Coordinate annotation entries:
((

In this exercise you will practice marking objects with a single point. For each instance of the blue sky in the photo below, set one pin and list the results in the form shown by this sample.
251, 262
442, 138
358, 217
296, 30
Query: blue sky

))

**WHAT NEEDS TO BE DONE**: Extract every line from the items above and reproduce each one verbatim, character for character.

**ANSWER TO THE PROBLEM**:
In this exercise you will practice marking objects with a single point. For each instance of the blue sky in the photo below, set one pin and list the results in the form shown by this sample.
251, 262
442, 138
358, 217
296, 30
Query: blue sky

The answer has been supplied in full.